WHAT YOU NEED TO DO:
The response must be a precise copy of the records that follow.

Stored data entries:
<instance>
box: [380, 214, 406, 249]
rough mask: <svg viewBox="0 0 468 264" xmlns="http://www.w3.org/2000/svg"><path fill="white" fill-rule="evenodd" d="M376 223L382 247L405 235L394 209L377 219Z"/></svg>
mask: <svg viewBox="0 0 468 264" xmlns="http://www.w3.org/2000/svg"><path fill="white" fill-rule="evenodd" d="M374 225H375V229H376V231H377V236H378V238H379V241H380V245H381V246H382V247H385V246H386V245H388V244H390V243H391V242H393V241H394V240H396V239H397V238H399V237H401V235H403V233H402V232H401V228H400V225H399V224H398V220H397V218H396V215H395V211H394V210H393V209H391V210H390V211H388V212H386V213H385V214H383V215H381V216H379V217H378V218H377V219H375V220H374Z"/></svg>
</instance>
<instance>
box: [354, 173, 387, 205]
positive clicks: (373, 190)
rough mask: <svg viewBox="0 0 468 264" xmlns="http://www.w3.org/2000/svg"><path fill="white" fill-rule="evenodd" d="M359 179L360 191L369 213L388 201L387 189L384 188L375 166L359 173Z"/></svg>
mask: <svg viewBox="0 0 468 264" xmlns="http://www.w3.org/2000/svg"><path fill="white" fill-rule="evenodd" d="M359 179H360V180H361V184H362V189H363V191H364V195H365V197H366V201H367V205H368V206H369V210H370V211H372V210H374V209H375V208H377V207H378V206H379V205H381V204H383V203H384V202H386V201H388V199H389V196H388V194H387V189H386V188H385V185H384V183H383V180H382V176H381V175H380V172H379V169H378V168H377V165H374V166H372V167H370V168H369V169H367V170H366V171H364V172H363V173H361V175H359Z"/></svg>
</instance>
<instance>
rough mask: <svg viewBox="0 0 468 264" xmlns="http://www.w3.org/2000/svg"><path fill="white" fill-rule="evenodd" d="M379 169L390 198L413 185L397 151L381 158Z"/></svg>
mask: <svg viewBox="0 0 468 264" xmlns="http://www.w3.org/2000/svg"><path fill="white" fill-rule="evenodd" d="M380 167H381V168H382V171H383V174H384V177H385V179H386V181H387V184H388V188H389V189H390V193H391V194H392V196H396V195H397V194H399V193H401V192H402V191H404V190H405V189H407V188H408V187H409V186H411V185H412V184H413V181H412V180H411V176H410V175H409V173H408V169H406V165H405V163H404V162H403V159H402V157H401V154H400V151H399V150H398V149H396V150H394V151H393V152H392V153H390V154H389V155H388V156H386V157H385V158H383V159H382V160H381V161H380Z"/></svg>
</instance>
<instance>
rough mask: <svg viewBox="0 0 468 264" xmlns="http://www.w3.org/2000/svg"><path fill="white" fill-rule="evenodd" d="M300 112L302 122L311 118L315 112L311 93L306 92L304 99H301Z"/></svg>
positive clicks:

RESULT FOR THIS EXERCISE:
<instance>
box: [380, 214, 406, 249]
rough mask: <svg viewBox="0 0 468 264" xmlns="http://www.w3.org/2000/svg"><path fill="white" fill-rule="evenodd" d="M376 223L382 247L405 235L394 209L377 219Z"/></svg>
mask: <svg viewBox="0 0 468 264" xmlns="http://www.w3.org/2000/svg"><path fill="white" fill-rule="evenodd" d="M374 225H375V229H376V231H377V236H378V238H379V241H380V245H381V246H382V247H385V246H386V245H388V244H390V243H391V242H393V241H394V240H396V239H397V238H399V237H401V235H403V233H402V232H401V228H400V225H399V224H398V220H397V218H396V215H395V211H394V210H393V209H391V210H390V211H388V212H386V213H385V214H383V215H381V216H379V217H378V218H377V219H375V220H374Z"/></svg>
</instance>
<instance>
box: [354, 173, 387, 205]
positive clicks: (373, 190)
rough mask: <svg viewBox="0 0 468 264" xmlns="http://www.w3.org/2000/svg"><path fill="white" fill-rule="evenodd" d="M359 179L360 191L369 213L388 201L387 189L384 188L375 166L359 173Z"/></svg>
mask: <svg viewBox="0 0 468 264" xmlns="http://www.w3.org/2000/svg"><path fill="white" fill-rule="evenodd" d="M359 179H360V180H361V184H362V189H363V191H364V195H365V197H366V201H367V205H368V206H369V210H370V211H372V210H374V209H375V208H377V207H378V206H379V205H381V204H383V203H384V202H386V201H388V199H389V196H388V194H387V189H386V188H385V185H384V183H383V180H382V176H381V175H380V172H379V169H378V168H377V165H374V166H372V167H370V168H369V169H367V170H366V171H364V172H363V173H361V175H359Z"/></svg>
</instance>
<instance>
rough mask: <svg viewBox="0 0 468 264" xmlns="http://www.w3.org/2000/svg"><path fill="white" fill-rule="evenodd" d="M379 169L390 198L413 185L397 151L381 158Z"/></svg>
mask: <svg viewBox="0 0 468 264" xmlns="http://www.w3.org/2000/svg"><path fill="white" fill-rule="evenodd" d="M380 167H381V168H382V171H383V174H384V177H385V179H386V181H387V184H388V188H389V189H390V193H391V194H392V196H396V195H397V194H399V193H401V192H402V191H404V190H405V189H407V188H408V187H409V186H411V185H412V184H413V181H412V180H411V176H410V175H409V173H408V169H406V165H405V163H404V162H403V159H402V157H401V154H400V151H399V150H398V149H396V150H394V151H393V152H392V153H390V154H389V155H388V156H386V157H385V158H383V159H382V160H381V161H380Z"/></svg>
</instance>
<instance>
rough mask: <svg viewBox="0 0 468 264" xmlns="http://www.w3.org/2000/svg"><path fill="white" fill-rule="evenodd" d="M300 112L302 122L311 118L315 112L311 93L306 92L304 99H301Z"/></svg>
positive clicks:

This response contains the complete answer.